Emily Dickinson wrote that “hope sings a tune without words.” Andrew Shaffer’s Hope Never Dies sings words without a tune.
Hope Never Dies launches a new mystery series in which Joe Biden and Barack Obama team up to solve crimes. The novel opens as the former Vice President is wasting away in retirement, watching Obama’s post-presidential life on cable TV and wondering if the former Chief Executive is still his best friend. They haven’t spoken, you see, since leaving office.
Then Biden learns that his favorite Amtrak conductor has mysteriously died, and the Obama-Biden duo reunites to investigate the case.
The novel is marketed as a whimsical bromance that picks up where the profiles, memes and Onion narratives left off. Every interested citizen suspected that the pair’s stars were intertwined; had they not been tied together in the Executive Branch, Obama and Biden would’ve belonged together in a buddy action comedy. But Shaffer, who also wrote The Day of the Donald: Trump Trumps America, is not entirely sure what kind of book he’s writing.

▶ _YOUR INSTRUCTIONS_: Rewrite the book review starting with "Emily Dickinson wrote" and going on through "investigate the case.", putting "train conductor" in place of "Amtrak conductor". The entries after this point are separate material, unrelated to the book review.

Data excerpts
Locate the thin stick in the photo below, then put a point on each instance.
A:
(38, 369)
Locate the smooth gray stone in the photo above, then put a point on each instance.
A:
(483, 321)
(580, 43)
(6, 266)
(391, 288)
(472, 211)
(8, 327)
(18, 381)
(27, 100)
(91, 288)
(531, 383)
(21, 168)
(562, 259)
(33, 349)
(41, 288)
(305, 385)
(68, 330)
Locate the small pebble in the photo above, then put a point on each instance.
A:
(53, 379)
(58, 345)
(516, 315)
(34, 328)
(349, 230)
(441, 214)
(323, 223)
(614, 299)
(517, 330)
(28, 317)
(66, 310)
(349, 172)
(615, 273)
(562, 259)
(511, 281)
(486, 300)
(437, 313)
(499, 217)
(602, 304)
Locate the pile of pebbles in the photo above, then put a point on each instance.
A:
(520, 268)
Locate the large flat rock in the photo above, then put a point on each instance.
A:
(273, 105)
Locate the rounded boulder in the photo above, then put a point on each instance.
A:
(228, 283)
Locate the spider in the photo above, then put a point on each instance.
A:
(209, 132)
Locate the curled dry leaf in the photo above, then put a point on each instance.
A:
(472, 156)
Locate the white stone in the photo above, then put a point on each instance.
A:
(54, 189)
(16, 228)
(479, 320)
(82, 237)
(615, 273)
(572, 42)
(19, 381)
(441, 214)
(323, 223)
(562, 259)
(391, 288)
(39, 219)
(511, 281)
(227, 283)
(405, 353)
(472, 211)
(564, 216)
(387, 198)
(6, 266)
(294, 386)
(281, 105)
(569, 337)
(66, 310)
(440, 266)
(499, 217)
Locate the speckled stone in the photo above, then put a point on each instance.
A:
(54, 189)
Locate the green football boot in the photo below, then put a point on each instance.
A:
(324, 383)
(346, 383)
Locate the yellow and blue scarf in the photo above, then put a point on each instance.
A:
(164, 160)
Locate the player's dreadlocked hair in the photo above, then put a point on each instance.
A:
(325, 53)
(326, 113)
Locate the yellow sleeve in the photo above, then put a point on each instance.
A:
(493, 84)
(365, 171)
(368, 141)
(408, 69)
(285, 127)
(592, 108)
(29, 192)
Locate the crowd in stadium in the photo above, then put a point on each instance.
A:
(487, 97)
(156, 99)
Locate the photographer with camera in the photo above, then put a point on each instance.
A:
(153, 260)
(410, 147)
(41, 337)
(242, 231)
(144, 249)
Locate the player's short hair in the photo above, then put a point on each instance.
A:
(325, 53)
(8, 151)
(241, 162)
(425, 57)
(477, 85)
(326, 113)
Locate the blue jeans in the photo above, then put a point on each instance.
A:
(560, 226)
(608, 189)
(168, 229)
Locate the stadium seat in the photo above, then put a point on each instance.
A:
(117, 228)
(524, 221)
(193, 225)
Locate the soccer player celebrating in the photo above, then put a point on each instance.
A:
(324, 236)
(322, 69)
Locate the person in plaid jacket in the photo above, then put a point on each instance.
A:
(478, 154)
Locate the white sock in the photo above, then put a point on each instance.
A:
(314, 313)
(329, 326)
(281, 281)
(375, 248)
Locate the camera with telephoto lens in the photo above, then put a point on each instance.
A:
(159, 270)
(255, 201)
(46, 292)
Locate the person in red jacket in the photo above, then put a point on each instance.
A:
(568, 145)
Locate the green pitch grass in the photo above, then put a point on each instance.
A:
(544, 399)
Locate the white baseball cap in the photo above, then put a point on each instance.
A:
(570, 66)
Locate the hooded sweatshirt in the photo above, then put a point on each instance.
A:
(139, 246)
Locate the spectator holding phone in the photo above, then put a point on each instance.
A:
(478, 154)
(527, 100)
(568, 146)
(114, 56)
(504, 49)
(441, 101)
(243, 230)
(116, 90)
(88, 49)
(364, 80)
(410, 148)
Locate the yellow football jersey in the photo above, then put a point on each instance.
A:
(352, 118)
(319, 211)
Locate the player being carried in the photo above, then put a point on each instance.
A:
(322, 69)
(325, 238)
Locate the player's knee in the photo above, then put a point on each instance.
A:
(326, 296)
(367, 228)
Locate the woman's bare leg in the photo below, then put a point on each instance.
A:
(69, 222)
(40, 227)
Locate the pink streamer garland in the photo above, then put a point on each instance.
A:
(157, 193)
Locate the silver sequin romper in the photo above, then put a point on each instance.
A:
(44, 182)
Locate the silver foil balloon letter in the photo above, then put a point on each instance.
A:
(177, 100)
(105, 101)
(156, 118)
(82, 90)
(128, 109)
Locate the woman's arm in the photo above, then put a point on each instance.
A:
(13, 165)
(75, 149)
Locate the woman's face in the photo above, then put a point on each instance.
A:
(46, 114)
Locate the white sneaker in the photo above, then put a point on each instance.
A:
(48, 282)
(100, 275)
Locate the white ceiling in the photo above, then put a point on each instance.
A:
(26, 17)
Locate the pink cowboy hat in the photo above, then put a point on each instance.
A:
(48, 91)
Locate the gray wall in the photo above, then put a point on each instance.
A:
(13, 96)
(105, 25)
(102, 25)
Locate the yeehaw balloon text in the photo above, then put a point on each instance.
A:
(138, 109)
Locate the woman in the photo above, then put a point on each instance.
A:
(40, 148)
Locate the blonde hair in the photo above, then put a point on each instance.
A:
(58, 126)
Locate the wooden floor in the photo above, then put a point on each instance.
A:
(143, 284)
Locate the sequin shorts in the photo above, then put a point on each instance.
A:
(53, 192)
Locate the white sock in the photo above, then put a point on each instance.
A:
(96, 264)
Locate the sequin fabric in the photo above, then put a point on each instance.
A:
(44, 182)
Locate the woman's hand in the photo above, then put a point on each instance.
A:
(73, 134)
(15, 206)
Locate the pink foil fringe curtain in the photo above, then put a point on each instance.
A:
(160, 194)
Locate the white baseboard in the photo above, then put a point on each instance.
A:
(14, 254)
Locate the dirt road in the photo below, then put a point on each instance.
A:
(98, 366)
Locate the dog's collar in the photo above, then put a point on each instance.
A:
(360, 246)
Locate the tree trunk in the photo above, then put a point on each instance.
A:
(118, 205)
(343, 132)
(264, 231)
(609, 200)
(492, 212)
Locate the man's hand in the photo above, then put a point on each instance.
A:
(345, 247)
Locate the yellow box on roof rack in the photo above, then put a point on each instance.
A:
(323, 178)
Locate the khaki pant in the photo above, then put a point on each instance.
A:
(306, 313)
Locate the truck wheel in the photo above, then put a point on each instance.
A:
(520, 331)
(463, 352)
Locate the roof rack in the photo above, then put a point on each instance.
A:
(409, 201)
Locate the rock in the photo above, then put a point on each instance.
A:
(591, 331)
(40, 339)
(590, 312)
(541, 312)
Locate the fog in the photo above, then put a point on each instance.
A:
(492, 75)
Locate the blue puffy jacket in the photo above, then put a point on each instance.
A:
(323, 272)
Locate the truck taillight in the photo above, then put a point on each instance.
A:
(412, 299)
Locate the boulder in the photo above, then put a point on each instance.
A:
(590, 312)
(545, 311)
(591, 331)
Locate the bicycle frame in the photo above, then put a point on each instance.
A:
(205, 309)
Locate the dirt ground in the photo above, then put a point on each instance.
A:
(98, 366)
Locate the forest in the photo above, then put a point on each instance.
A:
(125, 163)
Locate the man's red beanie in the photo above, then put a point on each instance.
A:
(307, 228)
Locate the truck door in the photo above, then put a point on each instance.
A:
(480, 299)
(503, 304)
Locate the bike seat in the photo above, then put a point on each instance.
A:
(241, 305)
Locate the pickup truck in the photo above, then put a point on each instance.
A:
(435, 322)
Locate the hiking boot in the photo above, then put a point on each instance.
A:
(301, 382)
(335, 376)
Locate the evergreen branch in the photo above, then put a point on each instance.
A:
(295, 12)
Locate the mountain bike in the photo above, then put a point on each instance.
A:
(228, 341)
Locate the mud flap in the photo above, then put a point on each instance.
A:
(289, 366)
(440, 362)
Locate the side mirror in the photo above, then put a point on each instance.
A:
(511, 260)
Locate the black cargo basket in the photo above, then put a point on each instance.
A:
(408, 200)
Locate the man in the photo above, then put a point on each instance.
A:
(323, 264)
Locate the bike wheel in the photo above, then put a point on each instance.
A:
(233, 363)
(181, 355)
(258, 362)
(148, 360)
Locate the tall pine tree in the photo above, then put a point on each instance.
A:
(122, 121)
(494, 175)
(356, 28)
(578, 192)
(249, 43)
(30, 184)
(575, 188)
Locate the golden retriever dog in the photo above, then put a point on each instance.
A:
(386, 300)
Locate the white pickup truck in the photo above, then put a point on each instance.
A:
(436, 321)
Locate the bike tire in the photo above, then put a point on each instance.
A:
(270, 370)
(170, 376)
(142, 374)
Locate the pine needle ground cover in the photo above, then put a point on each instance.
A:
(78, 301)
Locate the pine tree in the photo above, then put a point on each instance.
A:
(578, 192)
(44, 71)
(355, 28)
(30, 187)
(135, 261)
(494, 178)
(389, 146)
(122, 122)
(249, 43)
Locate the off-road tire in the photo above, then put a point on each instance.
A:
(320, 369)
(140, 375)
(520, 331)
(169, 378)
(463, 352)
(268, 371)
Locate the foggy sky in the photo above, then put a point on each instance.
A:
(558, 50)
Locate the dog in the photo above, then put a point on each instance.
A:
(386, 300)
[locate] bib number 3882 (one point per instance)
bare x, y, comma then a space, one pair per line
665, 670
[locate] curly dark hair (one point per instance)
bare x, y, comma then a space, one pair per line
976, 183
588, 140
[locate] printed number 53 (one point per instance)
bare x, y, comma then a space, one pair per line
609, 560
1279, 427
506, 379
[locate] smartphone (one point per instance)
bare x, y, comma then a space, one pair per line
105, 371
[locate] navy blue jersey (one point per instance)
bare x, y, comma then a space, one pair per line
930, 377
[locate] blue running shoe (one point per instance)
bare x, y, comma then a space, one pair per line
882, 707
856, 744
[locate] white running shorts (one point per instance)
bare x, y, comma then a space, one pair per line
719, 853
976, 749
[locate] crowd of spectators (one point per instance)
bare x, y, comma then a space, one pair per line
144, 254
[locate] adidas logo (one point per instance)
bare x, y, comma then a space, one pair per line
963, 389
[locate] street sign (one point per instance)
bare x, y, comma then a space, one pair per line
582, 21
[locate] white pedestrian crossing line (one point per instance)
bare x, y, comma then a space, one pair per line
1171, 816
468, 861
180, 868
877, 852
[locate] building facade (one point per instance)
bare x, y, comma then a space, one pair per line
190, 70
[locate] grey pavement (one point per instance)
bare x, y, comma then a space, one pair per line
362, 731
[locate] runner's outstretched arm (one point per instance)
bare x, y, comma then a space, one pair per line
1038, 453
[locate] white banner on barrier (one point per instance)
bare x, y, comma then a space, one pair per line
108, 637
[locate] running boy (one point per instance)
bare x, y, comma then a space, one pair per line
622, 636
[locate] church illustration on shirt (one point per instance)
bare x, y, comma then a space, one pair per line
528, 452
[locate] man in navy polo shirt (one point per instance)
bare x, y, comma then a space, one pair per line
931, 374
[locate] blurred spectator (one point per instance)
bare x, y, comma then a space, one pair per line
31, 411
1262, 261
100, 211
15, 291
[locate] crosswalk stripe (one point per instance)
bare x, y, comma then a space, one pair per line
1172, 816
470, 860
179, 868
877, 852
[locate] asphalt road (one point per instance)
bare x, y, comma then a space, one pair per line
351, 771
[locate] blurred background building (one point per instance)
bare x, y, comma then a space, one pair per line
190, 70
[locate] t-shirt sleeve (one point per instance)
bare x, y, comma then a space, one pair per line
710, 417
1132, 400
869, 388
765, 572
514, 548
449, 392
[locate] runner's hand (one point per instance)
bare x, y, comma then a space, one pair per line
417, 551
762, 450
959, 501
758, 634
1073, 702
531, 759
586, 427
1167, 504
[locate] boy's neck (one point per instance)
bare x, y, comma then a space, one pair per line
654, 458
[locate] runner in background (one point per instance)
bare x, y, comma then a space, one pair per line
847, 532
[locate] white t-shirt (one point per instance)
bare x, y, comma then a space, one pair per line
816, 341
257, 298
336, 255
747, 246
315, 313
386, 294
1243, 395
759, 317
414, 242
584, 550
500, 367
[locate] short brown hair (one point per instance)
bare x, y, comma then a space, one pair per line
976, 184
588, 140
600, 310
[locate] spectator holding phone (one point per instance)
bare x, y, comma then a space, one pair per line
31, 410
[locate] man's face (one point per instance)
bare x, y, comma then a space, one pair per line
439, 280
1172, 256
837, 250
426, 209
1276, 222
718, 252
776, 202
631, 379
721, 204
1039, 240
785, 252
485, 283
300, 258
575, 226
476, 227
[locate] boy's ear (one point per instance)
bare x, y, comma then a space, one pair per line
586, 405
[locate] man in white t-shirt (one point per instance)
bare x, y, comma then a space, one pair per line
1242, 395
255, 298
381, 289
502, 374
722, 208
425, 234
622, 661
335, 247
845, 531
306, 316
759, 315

▶ _RESULT FOR THIS TASK_:
Emily Dickinson wrote that “hope sings a tune without words.” Andrew Shaffer’s Hope Never Dies sings words without a tune.
Hope Never Dies launches a new mystery series in which Joe Biden and Barack Obama team up to solve crimes. The novel opens as the former Vice President is wasting away in retirement, watching Obama’s post-presidential life on cable TV and wondering if the former Chief Executive is still his best friend. They haven’t spoken, you see, since leaving office.
Then Biden learns that his favorite train conductor has mysteriously died, and the Obama-Biden duo reunites to investigate the case.